▸ Document text:
━━━━━━━━━━━━━━━━━━━━━━━━━━━━━━
If $X \subseteq Y$ and $r(X) = r(Y),$ then $cl(X) = cl(Y).$

Question

Here is the question I am trying to understand its solution:

Let $M$ be a matroid, and $r$ and $cl$ be its rank function and its closure operator. Prove the following:

$(e)$ If $X \subseteq Y$ and $r(X) = r(Y),$ then $cl(X) = cl(Y)$.

Here is my attempt:

If $X \subseteq Y,$ then $cl(X) \subseteq cl(Y).$ Now, it remains to show that $cl(Y) \subseteq cl(X).$ Since $r(X) = r(Y).$ Then $r(cl(X)) = r(cl(Y)).$ And then $r(cl(Y)) \leq r(cl(X))$ but does this implies that $cl(Y) \subseteq cl(X)$? could anyone clarify this to me in this please?

Answer 1

It doesn't from there, but from what you have done before you have that if $y\in cl(Y)$, then $r(Y\cup \{y\})=r(Y)=r(X)$ and so $r(X\cup \{y\})\leq r(Y\cup \{y\})=r(X)$ so $r(X\cup \{y\})=r(X)$ which implies that $y\in cl(X).$
━━━━━━━━━━━━━━━━━━━━━━━━━━━━━━
▸ Given data:
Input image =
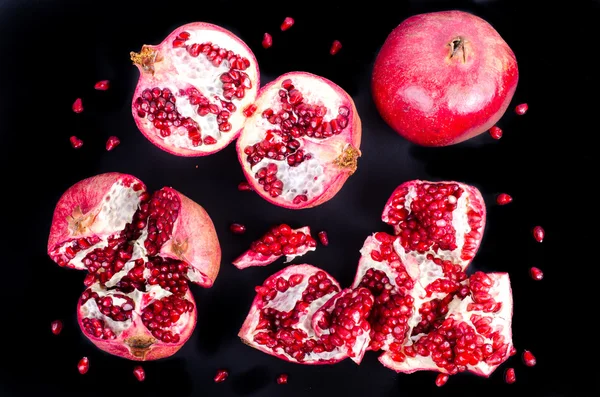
━━━━━━━━━━━━━━━━━━━━━━━━━━━━━━
▸ Written task:
Answer each question using the matroid closure thread.
(a) What two conditions on X and Y appear in the statement to be proved?
(b) Which inclusion does the asker say remains to be shown?
(c) According to Answer 1, what does r(X ∪ {y}) = r(X) imply?
The lines above stand on their own and are not part of the matroid closure thread.

▸ Complete output:
(a) X ⊆ Y and r(X) = r(Y).
(b) cl(Y) ⊆ cl(X).
(c) It implies that y ∈ cl(X).